Given exercise — Set out all of the records below as a numbered list, leaving out any blank lines.

########################################

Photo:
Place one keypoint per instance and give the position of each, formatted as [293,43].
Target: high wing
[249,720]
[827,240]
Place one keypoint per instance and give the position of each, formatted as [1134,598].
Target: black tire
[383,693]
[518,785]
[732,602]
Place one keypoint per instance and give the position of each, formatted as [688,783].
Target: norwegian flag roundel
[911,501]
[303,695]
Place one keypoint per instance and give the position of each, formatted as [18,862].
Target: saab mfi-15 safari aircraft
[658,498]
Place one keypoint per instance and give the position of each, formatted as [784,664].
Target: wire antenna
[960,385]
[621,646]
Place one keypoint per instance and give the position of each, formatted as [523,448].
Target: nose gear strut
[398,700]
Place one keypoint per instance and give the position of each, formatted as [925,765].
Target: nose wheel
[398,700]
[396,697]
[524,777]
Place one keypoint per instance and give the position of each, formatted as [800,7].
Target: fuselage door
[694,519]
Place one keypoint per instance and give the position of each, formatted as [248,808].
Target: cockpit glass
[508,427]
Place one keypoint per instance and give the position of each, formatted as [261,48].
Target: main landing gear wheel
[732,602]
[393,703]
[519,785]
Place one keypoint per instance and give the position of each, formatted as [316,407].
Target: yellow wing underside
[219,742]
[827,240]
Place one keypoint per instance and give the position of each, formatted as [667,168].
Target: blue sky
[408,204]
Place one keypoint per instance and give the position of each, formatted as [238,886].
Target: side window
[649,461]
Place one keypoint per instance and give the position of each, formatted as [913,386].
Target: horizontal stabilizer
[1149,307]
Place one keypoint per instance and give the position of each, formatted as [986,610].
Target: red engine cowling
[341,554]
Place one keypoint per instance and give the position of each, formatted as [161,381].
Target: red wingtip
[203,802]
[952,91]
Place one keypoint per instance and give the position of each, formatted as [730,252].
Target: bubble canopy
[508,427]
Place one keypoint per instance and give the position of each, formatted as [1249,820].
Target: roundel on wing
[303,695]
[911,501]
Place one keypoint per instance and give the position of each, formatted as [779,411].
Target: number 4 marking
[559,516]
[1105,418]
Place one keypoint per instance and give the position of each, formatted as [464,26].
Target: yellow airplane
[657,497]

########################################

Finished task —
1. Photo:
2. Place one keypoint per instance and give the position of each, formatted as [293,43].
3. Target: high wing
4. [249,720]
5. [827,240]
6. Place one keypoint per instance and give the position of each, formatted as [1134,598].
7. Target: black tire
8. [383,693]
9. [518,785]
10. [732,602]
11. Place one keypoint per instance and give the position of each, formatted as [688,783].
12. Target: norwegian flag roundel
13. [911,501]
14. [303,695]
15. Place one keypoint per instance and give the position of each, formatted as [18,862].
16. Target: saab mfi-15 safari aircraft
17. [658,498]
18. Place one keypoint per instance and give the position of each, formatted as [784,664].
19. Target: wire antenna
20. [960,385]
21. [621,646]
22. Place one keypoint per instance and give the position of each, formatted as [523,448].
23. Target: nose gear strut
24. [398,700]
25. Place one keypoint per instance and give the position of each, formatted as [925,765].
26. Target: nose wheel
27. [398,700]
28. [396,697]
29. [524,777]
30. Place one keypoint per instance and give the position of each, formatted as [800,7].
31. Target: fuselage door
32. [694,519]
33. Place one keypoint per instance and give the position of each, formatted as [248,808].
34. Target: cockpit glass
35. [508,427]
36. Place one keypoint per instance and give the position of each, formatted as [261,48].
37. Target: main landing gear wheel
38. [732,602]
39. [393,703]
40. [519,785]
41. Place one keypoint per instance and give the position of each, formatted as [316,407].
42. Target: yellow wing underside
43. [219,742]
44. [827,240]
45. Place one keypoint per instance and give the position of each, formatted as [667,168].
46. Target: blue sky
47. [408,204]
48. Place one keypoint per instance and give the position of each, formatted as [238,886].
49. Target: side window
50. [649,461]
51. Place one keypoint per instance and give the position of each, formatted as [913,386].
52. Target: horizontal stabilizer
53. [1149,307]
54. Place one keypoint per instance and give the position of each, formatted as [986,610].
55. Target: red engine cowling
56. [341,554]
57. Place one keypoint per instance and give the position of each, formatted as [161,381].
58. Target: red wingtip
59. [203,802]
60. [952,91]
61. Place one keypoint per instance and give the position of each, formatted as [730,252].
62. Target: bubble canopy
63. [508,427]
64. Place one keypoint per instance and give the position of each, formatted as [1249,820].
65. Target: roundel on wing
66. [303,695]
67. [911,501]
68. Place one keypoint per instance and give the position of each, formatted as [779,411].
69. Target: number 4 marking
70. [559,516]
71. [1105,418]
72. Place one keypoint per instance and give the position of each, formatted as [464,26].
73. Target: yellow airplane
74. [657,497]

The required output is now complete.